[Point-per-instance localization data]
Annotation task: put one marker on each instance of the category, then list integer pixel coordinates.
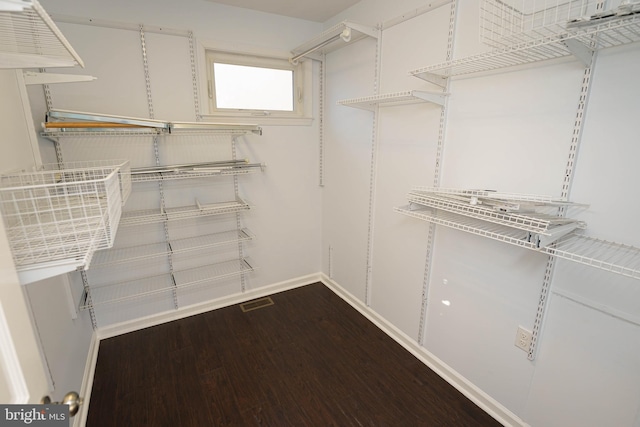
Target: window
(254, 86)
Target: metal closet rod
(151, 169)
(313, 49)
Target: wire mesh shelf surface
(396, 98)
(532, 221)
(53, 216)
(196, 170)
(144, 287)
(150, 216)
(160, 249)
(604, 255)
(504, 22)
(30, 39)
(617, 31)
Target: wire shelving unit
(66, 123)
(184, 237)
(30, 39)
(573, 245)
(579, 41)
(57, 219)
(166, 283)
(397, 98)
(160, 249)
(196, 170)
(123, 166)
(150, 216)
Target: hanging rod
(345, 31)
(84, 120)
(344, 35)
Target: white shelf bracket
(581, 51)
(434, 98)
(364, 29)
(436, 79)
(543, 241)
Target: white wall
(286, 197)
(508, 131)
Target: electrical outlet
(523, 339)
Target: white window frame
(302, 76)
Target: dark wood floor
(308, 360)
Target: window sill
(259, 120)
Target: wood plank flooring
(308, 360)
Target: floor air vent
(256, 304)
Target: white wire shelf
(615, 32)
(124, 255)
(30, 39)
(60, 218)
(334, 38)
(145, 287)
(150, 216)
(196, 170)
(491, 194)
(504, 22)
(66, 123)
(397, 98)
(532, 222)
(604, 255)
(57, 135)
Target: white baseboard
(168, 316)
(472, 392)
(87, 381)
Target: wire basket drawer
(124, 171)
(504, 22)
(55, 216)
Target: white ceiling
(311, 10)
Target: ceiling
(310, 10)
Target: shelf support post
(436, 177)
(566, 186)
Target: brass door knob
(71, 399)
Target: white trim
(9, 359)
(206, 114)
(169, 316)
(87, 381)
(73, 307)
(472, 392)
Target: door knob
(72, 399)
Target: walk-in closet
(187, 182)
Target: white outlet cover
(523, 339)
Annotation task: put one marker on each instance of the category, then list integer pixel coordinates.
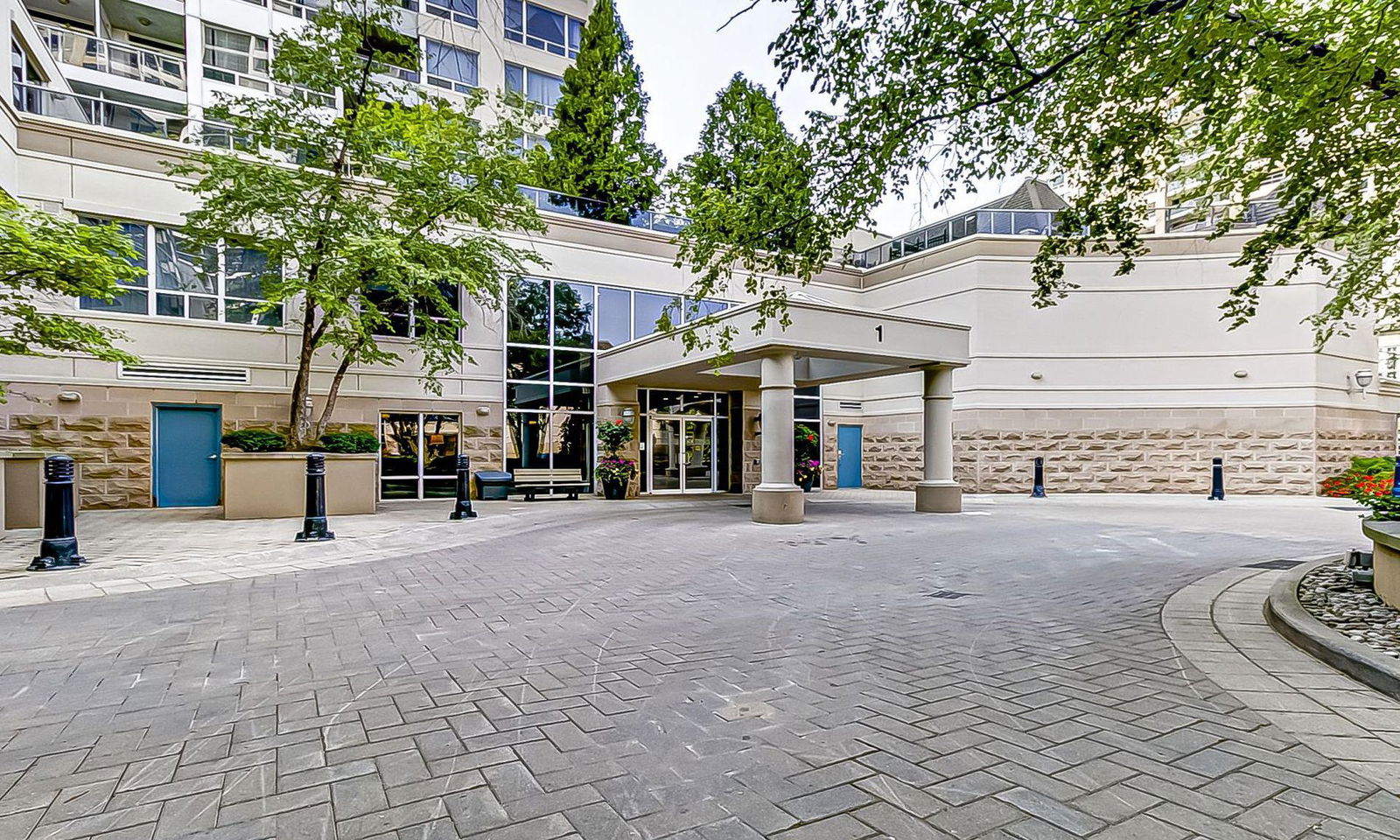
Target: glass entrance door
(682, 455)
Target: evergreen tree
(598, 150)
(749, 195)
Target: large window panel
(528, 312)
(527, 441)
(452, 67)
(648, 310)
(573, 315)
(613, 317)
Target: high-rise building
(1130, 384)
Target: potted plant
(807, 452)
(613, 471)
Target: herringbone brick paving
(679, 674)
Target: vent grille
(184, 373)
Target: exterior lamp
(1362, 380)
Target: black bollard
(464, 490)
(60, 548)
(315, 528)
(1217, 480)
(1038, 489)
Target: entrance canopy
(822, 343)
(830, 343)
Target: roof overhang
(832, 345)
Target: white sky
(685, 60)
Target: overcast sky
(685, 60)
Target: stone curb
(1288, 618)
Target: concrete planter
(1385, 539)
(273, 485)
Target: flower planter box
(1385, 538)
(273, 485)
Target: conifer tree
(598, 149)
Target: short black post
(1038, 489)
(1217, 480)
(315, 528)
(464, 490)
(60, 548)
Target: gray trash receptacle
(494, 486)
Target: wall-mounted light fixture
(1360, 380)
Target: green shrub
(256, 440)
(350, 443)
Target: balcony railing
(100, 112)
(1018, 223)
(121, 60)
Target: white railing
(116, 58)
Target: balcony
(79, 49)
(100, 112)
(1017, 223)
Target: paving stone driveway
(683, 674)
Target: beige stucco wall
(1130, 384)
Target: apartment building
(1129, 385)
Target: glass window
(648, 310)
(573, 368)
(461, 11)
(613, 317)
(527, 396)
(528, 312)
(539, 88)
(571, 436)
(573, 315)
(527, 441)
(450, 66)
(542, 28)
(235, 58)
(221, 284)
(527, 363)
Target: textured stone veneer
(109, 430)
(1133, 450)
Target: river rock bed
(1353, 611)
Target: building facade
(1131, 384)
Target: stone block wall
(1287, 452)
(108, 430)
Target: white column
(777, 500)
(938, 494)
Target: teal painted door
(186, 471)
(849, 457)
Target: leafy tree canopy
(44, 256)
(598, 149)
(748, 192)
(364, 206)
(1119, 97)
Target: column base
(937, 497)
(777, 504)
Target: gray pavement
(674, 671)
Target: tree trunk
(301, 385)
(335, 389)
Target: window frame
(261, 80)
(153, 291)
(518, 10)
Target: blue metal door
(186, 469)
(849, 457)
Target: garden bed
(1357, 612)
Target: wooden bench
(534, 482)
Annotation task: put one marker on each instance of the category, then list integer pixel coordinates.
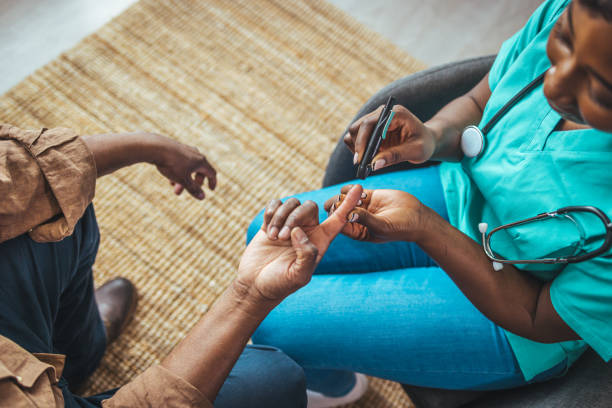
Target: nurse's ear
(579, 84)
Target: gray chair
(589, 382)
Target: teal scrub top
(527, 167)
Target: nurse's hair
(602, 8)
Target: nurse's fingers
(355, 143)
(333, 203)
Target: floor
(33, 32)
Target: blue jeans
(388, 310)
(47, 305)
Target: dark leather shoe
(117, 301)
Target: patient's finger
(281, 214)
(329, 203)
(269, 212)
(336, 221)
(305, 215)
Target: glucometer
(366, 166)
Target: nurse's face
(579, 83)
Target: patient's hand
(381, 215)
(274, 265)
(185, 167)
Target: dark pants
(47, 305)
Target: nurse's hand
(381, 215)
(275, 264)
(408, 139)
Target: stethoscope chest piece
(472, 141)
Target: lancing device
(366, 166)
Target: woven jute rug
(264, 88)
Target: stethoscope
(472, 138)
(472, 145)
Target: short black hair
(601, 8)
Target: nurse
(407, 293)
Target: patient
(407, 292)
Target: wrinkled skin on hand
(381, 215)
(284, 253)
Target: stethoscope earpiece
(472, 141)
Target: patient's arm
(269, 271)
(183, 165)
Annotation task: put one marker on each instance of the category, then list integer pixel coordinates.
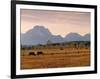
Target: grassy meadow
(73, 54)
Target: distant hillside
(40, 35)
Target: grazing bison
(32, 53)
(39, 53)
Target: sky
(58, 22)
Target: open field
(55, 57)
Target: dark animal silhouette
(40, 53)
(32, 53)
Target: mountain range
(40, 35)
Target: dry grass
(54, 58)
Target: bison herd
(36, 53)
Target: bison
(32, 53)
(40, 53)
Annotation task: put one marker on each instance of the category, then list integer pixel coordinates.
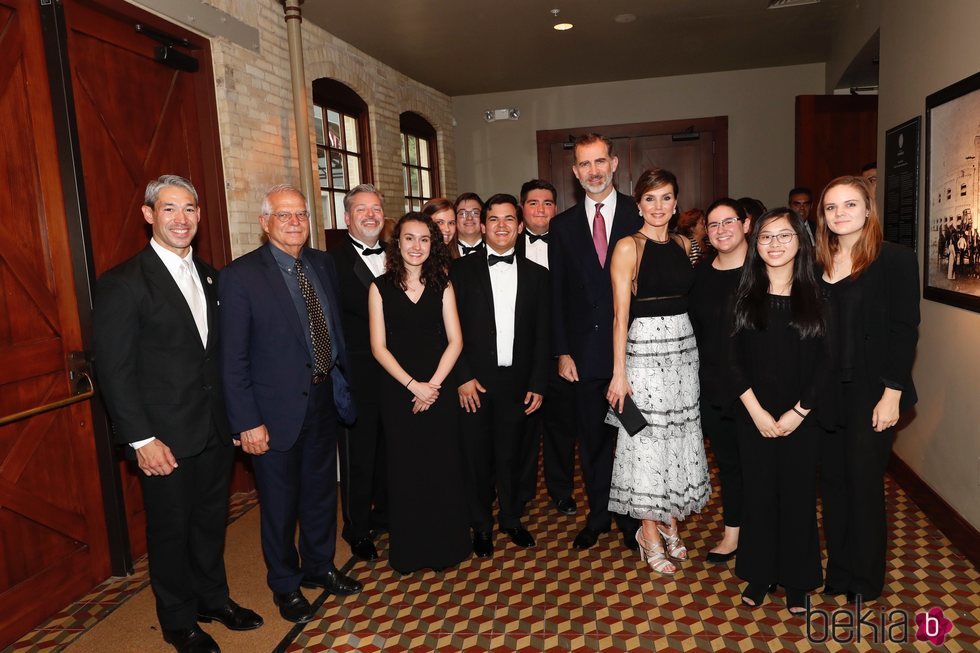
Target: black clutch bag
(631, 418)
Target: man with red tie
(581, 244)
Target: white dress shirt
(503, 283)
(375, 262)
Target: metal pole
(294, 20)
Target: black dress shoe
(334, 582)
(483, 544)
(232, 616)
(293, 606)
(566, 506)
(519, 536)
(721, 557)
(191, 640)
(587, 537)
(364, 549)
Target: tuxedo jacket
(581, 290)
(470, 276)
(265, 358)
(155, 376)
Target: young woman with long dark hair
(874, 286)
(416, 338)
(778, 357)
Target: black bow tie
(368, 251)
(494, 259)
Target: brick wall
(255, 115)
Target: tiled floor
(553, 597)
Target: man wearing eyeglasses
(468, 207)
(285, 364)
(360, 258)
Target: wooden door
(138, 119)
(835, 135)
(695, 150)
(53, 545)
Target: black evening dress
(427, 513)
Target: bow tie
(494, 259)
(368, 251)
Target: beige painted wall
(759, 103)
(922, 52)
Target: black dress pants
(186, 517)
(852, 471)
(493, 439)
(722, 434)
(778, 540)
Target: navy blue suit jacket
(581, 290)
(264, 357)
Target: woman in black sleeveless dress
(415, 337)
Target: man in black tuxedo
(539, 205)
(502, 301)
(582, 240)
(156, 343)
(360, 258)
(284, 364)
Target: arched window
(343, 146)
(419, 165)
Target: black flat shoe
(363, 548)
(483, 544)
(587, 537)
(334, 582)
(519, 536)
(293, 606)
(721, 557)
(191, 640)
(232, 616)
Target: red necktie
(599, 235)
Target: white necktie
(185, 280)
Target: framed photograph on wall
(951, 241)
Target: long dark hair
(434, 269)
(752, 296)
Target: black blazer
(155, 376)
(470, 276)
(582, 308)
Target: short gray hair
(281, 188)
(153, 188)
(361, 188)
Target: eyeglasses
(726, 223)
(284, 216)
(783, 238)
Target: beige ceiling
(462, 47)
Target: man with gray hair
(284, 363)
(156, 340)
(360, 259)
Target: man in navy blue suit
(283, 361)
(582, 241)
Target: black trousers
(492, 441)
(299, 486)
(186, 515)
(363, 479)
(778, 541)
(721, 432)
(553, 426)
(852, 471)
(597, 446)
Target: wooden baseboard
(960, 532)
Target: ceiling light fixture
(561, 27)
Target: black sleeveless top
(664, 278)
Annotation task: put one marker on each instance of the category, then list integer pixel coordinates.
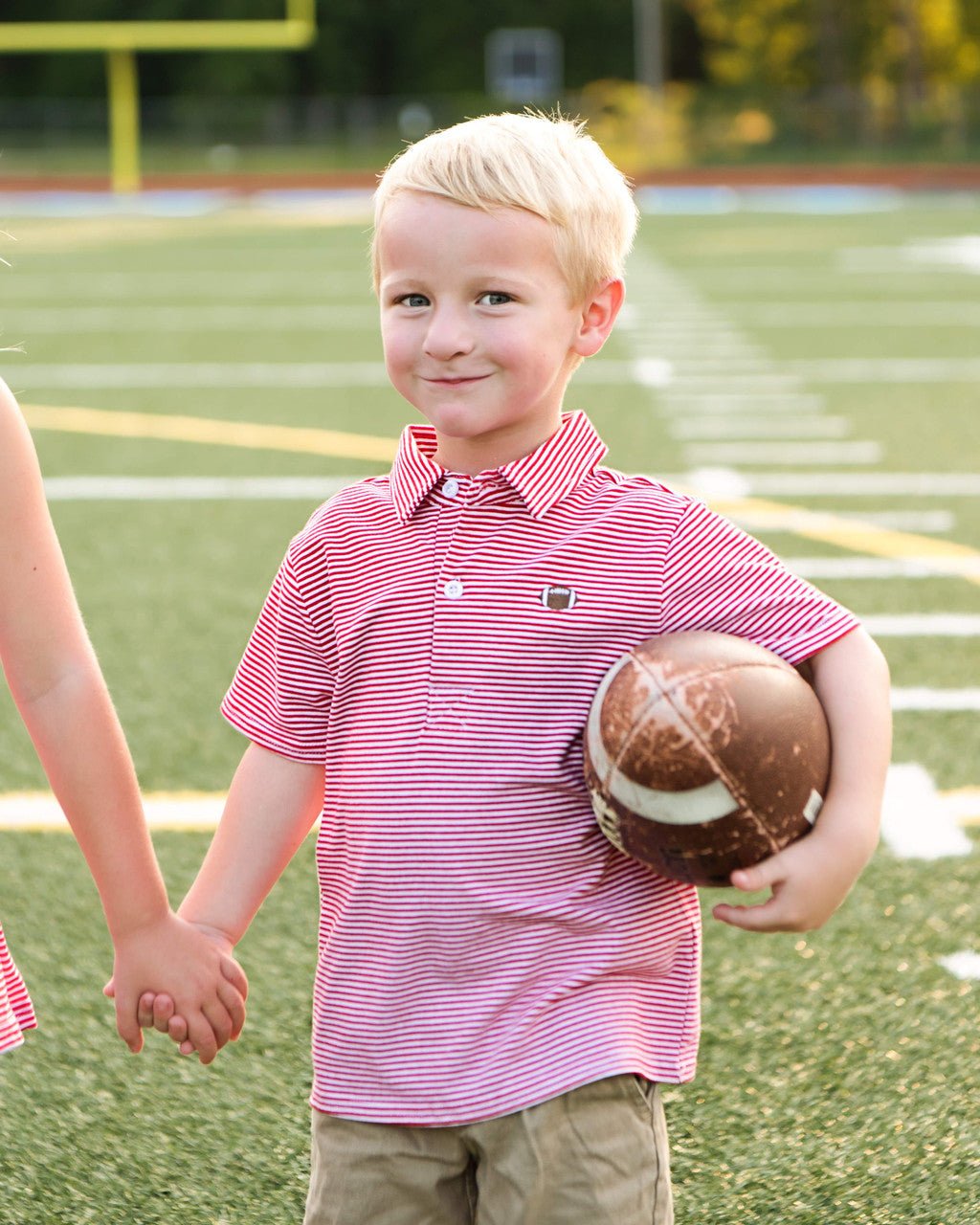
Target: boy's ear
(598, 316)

* [Task directions]:
Print, exactly and only, the lines running from the line with "Target: wooden baseboard" through the last line of the data, including both. Skip any picture.

* [Response]:
Target: wooden baseboard
(960, 532)
Target: ceiling light fixture
(561, 27)
Target: black sleeveless top
(664, 278)
Annotation task: put one marker on each instance of the category, then list integer pixel coordinates.
Target: boy's ear
(598, 316)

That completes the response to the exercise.